AUFGABE:
Entscheide für jede Aussage, ob sie mit dem Text über die EnBW übereinstimmt, und belege dein Ja oder Nein mit einem wörtlichen Zitat der entscheidenden Stelle. (a) Claassen hat die Geschäfte im Mai übernommen. (b) Bis 2006 sollen die Kosten um 800 Millionen Euro sinken. (c) Sieben Tochterfirmen haben einstellige Millionenverluste geschrieben.

EnBW verliert den Überblick

Zu viele Beteiligungen: Der viertgrößte deutsche Stromkonzern muss saniert werden

„Verluste – für einen deutschen Energiekonzern ein bemerkenswertes Faktum“

BERLIN taz ■ Es gibt Sachen, die gibt es gar nicht. Zum Beispiel wirtschaftliche Probleme bei deutschen Stromkonzernen. Die Energie Baden-Württemberg AG ist so ein Beispiel, das es gar nicht geben dürfte: Dem viertgrößten Stromer des Landes, der immer nur kurz EnBW genannt wird, drohen in diesem Jahr 800 Millionen Euro Verlust. In Karlsruhe stellte gestern der neue Konzernchef Utz Claassen „operative Maßnahmen“ vor, mit denen die Kosten bis 2006 um eine Milliarde Euro gesenkt werden sollen. Denn genau der Betrag fehlt in den Kassen der EnBW.

Die Geschäfte übernommen hat Claassen im Mai. Und als neuer Chef machte er das, was ein neuer Chef zuerst macht: Bücher prüfen. Dabei sei eine „potenzielle Ertragsbelastung für 2003“ aufgefallen. Bereits 2002 habe es eine Verlustsituation gegeben. „Für einen Energiekonzern ein bemerkenswertes Faktum“, urteilt selbst Claassen.

Allerdings hängt dieses Faktum nicht mit dem Energiesektor zusammen. 400 Tochterunternehmen und Beteiligungen – Claassen hat im Konzern noch niemand getroffen, „der die alle kennt“. Vom Schuhhersteller Salamander bis zum Parkplatzbetreiber Apcoa: „Wir haben uns mit zu vielen Themen verzettelt.“ Mindestens 55 Tochterfirmen seien defizitär, 7 davon hätten zweistellige Millionenverluste geschrieben.

DATENAUSZUG:
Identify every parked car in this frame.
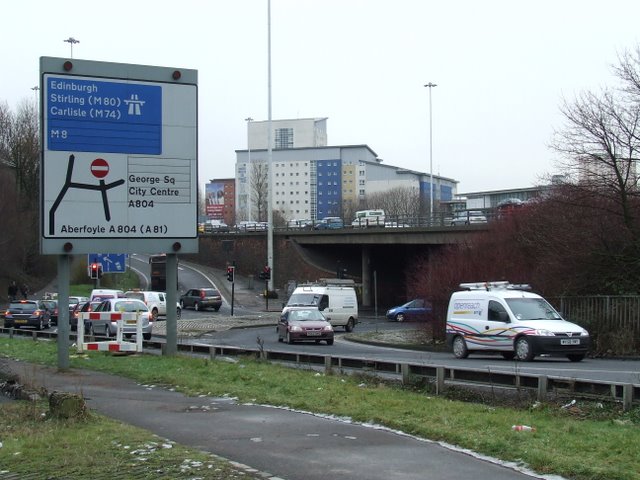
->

LÖSUNG:
(a) Ja: „Die Geschäfte übernommen hat Claassen im Mai.“
(b) Nein: „mit denen die Kosten bis 2006 um eine Milliarde Euro gesenkt werden sollen“
(c) Nein: „7 davon hätten zweistellige Millionenverluste geschrieben.“